• [Given instruction] Select every line in the items below that contains the word "crow" and copy each one unchanged. Case counts.

┄┄┄┄┄┄

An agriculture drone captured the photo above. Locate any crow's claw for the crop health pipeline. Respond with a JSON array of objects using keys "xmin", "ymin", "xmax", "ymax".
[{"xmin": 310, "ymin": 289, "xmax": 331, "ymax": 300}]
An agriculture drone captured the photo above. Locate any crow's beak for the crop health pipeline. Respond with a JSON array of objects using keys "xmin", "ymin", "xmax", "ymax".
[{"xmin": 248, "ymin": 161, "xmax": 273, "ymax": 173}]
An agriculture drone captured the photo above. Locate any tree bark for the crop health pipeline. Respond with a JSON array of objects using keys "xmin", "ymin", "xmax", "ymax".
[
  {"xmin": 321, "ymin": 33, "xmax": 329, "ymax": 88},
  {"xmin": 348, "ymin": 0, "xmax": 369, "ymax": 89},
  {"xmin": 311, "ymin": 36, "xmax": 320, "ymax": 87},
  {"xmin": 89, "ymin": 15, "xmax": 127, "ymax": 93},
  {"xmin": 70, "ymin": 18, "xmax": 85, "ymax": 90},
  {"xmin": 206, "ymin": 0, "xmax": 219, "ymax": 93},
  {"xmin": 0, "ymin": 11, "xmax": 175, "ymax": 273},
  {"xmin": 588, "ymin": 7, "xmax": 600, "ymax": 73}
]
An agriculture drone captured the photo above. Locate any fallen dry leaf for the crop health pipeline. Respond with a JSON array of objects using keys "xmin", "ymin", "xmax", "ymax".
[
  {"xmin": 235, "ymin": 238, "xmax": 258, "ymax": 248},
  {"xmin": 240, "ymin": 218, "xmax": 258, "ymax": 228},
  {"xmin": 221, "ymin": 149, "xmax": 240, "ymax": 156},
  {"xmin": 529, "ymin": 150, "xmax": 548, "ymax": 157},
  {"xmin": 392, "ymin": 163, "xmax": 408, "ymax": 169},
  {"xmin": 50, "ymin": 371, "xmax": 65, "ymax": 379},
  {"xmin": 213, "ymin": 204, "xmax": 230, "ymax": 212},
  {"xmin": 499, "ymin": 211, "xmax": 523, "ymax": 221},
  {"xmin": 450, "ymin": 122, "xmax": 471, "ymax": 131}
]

┄┄┄┄┄┄

• [Result for this task]
An agriculture drone captured the photo above. Locate any crow's claw for the crop health pipeline. Respond with a JSON array of objects using keys "xmin", "ymin", "xmax", "ymax".
An agriculture drone captured the photo above. Locate any crow's beak for the crop health pipeline. Respond with a JSON array of objects using keys "xmin", "ymin", "xmax", "ymax".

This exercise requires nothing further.